The data START
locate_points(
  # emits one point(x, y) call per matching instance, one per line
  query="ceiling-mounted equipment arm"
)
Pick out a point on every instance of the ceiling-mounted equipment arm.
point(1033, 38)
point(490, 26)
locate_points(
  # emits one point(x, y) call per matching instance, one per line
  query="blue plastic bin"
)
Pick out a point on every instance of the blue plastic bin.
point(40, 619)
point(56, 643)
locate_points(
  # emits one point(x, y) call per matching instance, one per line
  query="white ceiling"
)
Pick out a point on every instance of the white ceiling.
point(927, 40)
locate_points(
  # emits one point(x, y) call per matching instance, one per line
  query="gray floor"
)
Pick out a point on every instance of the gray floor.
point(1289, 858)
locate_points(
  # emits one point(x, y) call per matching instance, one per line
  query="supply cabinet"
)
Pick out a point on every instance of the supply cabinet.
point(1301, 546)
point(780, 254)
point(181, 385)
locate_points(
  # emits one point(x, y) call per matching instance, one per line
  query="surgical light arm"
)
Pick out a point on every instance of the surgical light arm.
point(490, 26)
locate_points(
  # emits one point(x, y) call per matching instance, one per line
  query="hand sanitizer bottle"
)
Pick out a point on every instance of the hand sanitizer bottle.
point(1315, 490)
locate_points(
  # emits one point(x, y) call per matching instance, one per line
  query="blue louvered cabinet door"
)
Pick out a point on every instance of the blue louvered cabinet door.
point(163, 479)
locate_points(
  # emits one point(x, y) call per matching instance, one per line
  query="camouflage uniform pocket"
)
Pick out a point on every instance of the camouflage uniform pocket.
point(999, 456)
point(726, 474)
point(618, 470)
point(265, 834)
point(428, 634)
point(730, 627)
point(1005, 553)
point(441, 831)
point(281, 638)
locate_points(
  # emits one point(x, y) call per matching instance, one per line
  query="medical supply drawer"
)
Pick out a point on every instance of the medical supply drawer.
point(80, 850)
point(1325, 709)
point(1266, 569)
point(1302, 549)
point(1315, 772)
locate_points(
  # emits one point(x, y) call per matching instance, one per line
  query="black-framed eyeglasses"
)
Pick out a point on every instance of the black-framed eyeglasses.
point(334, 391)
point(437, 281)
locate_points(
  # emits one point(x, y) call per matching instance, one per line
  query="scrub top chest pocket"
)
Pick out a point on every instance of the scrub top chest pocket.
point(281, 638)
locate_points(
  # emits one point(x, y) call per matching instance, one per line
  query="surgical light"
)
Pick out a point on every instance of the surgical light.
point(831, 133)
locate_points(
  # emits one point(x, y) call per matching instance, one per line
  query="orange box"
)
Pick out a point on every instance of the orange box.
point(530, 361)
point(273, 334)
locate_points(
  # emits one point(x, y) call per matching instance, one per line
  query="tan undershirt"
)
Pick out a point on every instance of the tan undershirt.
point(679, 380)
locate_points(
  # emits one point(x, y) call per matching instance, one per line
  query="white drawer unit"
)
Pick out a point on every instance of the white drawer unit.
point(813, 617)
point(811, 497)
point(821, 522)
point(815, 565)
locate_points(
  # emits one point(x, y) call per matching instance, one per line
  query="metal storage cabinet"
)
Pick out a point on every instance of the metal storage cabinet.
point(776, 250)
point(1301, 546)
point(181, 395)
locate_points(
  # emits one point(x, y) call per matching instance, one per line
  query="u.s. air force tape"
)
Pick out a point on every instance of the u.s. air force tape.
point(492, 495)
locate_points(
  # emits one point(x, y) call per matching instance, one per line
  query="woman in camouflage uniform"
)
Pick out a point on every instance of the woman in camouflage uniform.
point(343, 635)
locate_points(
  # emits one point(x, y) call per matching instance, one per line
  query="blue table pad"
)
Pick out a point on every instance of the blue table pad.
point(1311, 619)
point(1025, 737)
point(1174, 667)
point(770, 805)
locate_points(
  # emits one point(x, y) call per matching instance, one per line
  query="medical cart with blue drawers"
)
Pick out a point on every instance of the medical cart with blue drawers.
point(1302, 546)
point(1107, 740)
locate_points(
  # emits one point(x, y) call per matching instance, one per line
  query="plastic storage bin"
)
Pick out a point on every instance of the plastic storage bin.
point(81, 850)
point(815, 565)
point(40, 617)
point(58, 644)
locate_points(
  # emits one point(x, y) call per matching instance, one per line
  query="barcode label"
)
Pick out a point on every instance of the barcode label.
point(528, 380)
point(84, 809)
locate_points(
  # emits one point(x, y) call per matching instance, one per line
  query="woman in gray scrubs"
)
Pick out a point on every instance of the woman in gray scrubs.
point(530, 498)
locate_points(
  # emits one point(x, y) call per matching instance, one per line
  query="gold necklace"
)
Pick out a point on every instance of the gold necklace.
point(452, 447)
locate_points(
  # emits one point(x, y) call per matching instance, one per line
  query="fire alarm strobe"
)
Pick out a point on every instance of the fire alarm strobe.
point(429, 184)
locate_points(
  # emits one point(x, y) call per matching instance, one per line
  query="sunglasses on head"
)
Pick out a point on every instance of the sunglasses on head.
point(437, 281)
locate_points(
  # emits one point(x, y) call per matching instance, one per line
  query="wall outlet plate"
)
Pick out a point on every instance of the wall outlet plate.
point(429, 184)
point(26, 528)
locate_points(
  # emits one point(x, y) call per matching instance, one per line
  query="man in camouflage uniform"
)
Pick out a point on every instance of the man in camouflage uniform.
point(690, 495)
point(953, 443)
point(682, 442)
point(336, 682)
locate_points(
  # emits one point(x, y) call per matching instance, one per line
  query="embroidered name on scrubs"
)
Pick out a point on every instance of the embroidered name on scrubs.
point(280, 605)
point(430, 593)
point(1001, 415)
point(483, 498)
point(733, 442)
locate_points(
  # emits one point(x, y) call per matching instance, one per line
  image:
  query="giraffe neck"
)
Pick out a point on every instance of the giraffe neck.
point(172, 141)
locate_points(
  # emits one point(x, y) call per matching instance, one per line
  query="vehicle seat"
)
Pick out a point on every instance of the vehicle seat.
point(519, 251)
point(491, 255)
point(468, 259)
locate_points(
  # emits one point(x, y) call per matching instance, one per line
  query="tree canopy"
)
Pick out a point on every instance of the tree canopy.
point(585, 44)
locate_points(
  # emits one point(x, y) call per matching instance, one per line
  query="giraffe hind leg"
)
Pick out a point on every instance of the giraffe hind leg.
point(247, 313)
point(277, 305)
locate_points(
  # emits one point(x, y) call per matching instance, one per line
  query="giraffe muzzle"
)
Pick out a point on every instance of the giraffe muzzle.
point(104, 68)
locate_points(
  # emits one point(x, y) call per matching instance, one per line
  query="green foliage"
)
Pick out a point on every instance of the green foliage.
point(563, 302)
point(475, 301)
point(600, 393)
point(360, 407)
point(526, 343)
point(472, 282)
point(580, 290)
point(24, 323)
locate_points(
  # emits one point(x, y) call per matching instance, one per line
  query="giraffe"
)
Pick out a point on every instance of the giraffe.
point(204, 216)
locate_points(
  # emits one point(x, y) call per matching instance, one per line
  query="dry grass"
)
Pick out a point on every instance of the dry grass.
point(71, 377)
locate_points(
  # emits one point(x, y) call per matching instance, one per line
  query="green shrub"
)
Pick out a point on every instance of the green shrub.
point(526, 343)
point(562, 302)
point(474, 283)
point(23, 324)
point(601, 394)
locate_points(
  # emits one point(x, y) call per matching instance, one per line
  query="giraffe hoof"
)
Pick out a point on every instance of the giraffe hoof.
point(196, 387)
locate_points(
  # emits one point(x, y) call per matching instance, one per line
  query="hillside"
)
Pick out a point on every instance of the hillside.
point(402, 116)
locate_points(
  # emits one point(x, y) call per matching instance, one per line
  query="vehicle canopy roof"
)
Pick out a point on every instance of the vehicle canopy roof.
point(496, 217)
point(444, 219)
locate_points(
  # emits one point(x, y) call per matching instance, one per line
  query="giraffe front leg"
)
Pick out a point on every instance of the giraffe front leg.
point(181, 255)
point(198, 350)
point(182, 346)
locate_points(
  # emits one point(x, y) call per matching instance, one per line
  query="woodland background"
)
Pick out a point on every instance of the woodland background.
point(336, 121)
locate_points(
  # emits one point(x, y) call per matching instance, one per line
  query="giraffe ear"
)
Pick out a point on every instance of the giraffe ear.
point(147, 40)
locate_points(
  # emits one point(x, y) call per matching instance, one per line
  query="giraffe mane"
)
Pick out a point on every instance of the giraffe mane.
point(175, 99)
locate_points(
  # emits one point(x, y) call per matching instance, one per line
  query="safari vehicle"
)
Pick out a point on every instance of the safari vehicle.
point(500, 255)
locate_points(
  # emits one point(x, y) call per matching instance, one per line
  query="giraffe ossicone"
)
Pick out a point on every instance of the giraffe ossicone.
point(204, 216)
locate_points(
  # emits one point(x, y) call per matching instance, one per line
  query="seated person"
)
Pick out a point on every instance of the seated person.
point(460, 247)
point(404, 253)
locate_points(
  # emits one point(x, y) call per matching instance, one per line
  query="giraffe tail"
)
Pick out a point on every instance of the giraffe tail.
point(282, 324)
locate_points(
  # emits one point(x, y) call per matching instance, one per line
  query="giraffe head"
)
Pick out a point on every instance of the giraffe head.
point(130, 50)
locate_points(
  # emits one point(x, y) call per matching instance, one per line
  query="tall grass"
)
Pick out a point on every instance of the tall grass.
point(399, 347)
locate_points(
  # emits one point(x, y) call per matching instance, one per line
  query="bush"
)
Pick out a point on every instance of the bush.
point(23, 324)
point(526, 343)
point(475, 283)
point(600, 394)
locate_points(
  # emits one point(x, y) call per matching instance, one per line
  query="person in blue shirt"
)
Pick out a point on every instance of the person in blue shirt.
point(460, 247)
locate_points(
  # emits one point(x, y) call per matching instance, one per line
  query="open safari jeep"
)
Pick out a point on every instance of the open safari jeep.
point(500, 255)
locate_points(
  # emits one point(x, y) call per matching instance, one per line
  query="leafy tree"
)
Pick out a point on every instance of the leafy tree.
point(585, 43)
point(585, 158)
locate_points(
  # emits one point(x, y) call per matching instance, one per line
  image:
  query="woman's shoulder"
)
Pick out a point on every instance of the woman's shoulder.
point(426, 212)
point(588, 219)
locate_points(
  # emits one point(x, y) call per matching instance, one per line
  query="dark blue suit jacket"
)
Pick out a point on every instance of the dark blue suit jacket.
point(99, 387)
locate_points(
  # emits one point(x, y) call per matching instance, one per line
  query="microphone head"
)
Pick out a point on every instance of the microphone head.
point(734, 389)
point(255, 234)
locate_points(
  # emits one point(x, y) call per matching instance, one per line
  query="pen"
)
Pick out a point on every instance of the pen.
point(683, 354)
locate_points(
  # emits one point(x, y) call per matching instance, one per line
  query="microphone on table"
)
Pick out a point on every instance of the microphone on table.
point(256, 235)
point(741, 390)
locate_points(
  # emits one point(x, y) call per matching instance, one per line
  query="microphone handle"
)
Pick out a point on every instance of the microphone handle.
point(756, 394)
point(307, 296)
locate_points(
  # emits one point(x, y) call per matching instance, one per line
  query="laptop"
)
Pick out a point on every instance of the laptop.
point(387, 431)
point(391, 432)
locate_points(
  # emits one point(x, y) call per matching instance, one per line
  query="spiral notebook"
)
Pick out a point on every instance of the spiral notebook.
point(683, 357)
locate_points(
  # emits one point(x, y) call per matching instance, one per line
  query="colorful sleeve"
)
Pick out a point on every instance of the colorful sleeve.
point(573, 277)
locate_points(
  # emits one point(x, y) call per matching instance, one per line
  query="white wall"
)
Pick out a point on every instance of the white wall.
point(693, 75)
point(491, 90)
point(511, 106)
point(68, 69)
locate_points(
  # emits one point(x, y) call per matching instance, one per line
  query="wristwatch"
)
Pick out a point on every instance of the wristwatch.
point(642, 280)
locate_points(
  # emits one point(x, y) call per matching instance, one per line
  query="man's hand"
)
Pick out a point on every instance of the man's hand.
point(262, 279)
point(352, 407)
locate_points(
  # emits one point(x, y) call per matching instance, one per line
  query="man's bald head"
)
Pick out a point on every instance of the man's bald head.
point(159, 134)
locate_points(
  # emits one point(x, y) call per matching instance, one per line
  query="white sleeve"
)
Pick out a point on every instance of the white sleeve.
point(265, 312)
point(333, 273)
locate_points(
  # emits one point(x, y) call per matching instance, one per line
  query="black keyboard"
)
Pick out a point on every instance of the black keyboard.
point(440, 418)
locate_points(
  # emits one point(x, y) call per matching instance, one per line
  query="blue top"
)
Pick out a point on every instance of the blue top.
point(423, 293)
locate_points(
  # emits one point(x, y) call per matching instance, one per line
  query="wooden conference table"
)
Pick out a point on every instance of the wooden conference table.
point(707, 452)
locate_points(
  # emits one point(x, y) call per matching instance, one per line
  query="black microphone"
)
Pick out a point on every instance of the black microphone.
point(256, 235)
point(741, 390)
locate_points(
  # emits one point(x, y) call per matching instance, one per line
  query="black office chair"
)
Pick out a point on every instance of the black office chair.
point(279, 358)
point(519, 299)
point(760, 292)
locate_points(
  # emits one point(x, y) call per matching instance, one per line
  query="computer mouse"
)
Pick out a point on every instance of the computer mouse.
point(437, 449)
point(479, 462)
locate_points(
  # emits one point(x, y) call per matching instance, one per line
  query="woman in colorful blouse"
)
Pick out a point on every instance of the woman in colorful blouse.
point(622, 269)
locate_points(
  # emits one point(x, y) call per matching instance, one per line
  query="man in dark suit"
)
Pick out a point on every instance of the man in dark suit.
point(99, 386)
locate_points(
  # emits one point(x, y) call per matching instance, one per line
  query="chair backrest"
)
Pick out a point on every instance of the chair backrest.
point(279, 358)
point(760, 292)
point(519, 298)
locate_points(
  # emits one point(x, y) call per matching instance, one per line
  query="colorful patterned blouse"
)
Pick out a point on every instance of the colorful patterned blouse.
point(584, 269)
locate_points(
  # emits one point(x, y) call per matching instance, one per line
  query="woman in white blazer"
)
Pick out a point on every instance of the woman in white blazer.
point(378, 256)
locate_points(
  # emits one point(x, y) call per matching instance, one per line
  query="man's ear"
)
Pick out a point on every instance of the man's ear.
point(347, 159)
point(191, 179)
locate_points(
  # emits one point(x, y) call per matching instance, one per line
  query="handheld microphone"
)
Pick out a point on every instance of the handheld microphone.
The data END
## Your goal
Determine how many lines above contain "handheld" as a word or string. Give the number alone.

## Written answer
2